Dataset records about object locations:
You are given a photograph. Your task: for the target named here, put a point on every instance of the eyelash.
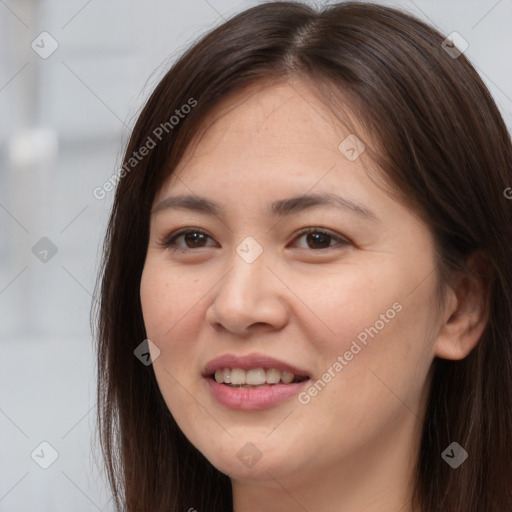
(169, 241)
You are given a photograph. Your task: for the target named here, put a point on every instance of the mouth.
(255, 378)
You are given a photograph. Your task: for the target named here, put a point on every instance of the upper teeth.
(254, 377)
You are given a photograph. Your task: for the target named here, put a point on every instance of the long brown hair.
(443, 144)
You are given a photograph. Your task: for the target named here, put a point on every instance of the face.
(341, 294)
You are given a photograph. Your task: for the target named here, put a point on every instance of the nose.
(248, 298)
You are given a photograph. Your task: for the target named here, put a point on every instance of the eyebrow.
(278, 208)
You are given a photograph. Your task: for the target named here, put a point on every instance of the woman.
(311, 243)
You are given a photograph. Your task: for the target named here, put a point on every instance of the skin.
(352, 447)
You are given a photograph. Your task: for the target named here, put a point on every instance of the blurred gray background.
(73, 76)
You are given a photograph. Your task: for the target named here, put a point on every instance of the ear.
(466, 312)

==

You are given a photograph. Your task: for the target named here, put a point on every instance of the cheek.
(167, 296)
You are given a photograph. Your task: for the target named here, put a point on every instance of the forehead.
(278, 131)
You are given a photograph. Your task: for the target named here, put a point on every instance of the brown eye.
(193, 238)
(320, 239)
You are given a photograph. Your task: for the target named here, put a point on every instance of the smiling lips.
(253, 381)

* * *

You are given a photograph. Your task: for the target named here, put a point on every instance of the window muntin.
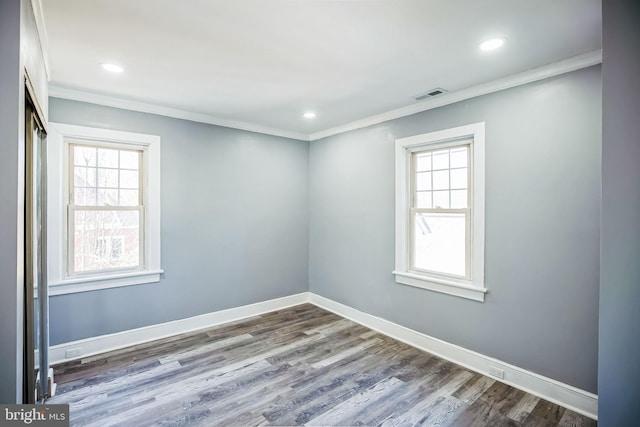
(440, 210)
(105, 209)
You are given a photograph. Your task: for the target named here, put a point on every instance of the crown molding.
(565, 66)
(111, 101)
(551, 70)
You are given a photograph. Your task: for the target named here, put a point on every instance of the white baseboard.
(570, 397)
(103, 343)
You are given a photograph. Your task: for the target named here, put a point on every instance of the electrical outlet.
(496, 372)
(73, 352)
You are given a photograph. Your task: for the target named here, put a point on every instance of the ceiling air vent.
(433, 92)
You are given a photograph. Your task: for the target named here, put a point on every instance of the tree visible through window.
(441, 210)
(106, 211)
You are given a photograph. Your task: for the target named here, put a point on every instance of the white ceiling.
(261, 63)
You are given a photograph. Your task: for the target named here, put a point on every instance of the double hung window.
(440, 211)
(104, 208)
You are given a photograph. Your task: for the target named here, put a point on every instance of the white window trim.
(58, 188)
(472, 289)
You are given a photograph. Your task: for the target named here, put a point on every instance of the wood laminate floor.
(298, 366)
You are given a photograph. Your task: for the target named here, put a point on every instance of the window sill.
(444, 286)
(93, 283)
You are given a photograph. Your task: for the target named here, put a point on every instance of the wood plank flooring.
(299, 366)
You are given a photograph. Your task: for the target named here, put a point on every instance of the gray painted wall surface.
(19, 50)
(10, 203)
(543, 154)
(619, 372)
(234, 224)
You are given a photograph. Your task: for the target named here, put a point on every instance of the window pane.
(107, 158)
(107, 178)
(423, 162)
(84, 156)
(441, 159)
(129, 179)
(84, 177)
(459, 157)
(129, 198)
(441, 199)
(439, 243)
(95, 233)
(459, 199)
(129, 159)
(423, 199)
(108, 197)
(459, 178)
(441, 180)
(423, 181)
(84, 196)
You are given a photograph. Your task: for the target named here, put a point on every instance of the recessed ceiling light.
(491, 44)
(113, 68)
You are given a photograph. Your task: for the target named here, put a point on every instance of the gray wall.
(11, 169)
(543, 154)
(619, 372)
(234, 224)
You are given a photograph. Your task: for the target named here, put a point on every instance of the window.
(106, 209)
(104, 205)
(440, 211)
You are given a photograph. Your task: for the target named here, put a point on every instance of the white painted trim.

→ Set exercise: Pick out every line of the listing above that contains the word "wall", and copy those lines.

→ Result of this exercise:
You are given a photograph. Your task: for the target named here, put a point on every instance of the gray painted wall surface.
You are given a photograph. Your task: for the target named here, put a point on every instance of the gray wall.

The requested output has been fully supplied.